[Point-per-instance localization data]
▬▬▬▬▬▬
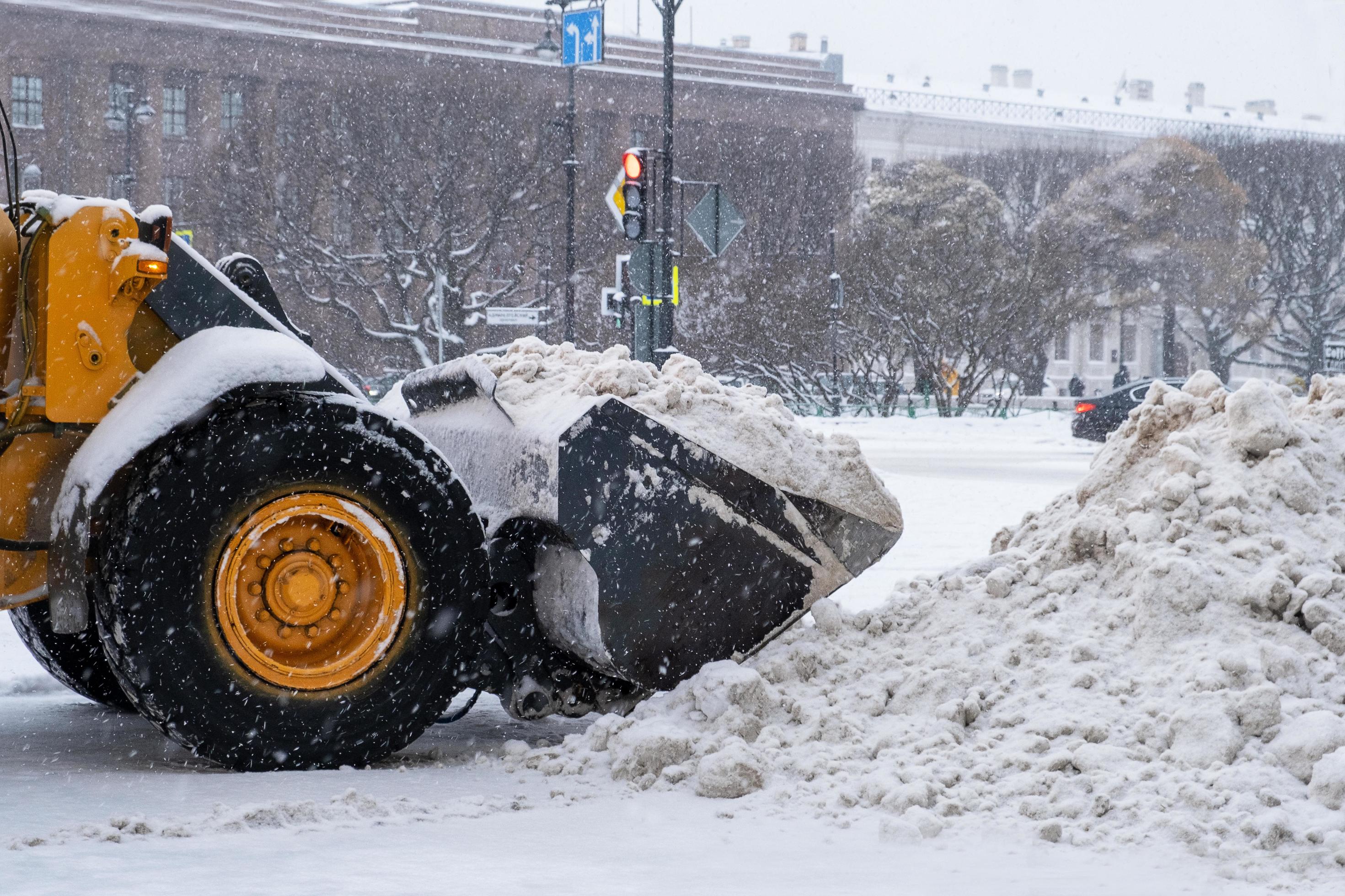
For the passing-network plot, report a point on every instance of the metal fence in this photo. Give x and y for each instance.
(1043, 115)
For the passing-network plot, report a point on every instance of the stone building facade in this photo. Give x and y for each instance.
(177, 101)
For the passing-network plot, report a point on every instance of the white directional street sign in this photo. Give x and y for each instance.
(715, 221)
(615, 198)
(1336, 357)
(583, 33)
(513, 317)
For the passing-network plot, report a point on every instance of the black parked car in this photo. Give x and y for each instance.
(1098, 416)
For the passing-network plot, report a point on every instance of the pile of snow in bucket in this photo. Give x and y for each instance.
(1156, 656)
(744, 426)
▬▬▬▬▬▬
**Task goal**
After dropping every picture, transcribe each entry exactly.

**Task output**
For the passing-network plot, report a point on every instance of the metal fence in this photo. Give x and y for each instance.
(1043, 115)
For the passing-network plot, report a point on every instance of the stone building facade in this photo. Give x and y for each instance.
(177, 101)
For the passing-network plot, report a point on every instance of the white directional street sign in this photo. Give x and y for each instance.
(715, 221)
(615, 198)
(1336, 357)
(583, 33)
(513, 317)
For the passing-network plot, report a point on every instance of the black parked car in this photo. Give x and y for each instance.
(1098, 416)
For the passing-network plot, report a point on every instance of the pile of snow in bucket in this photo. Give x and y for each instance.
(1156, 656)
(744, 426)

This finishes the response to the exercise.